[Records from a dataset]
====================
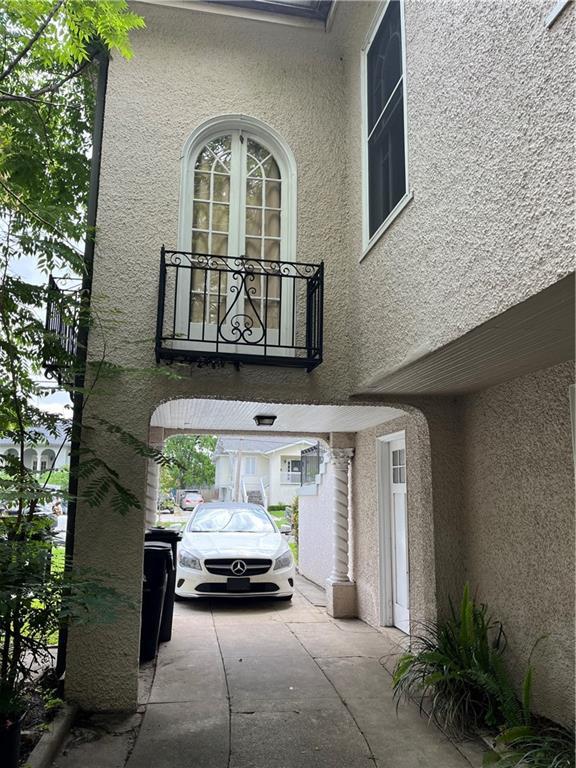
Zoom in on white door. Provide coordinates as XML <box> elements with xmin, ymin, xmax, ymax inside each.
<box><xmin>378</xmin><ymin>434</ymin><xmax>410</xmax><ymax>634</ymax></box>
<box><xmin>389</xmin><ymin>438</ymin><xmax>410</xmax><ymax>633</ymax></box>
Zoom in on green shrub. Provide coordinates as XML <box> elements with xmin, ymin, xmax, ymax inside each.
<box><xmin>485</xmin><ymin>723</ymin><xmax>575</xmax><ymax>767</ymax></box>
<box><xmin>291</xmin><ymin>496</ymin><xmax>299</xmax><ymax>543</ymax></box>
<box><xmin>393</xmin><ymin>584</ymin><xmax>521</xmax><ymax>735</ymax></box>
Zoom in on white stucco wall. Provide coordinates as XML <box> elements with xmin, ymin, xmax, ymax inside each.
====================
_Problem to solve_
Every entry, word for word: repeat it, but skip the images.

_Exercise response_
Zoom in on white door. Provide coordinates as XML <box> elements with xmin, ymin, xmax, ymax inside each.
<box><xmin>378</xmin><ymin>434</ymin><xmax>410</xmax><ymax>634</ymax></box>
<box><xmin>389</xmin><ymin>438</ymin><xmax>410</xmax><ymax>633</ymax></box>
Zoom in on green shrub. Provide coordinates as XML <box> elements with xmin, ymin, xmax, ymax inside each.
<box><xmin>485</xmin><ymin>723</ymin><xmax>575</xmax><ymax>767</ymax></box>
<box><xmin>291</xmin><ymin>496</ymin><xmax>299</xmax><ymax>543</ymax></box>
<box><xmin>393</xmin><ymin>584</ymin><xmax>521</xmax><ymax>735</ymax></box>
Zoom in on white stucco wall. Provide coordinates as XML <box> elements with xmin, ymin, xmax, ymax inside each.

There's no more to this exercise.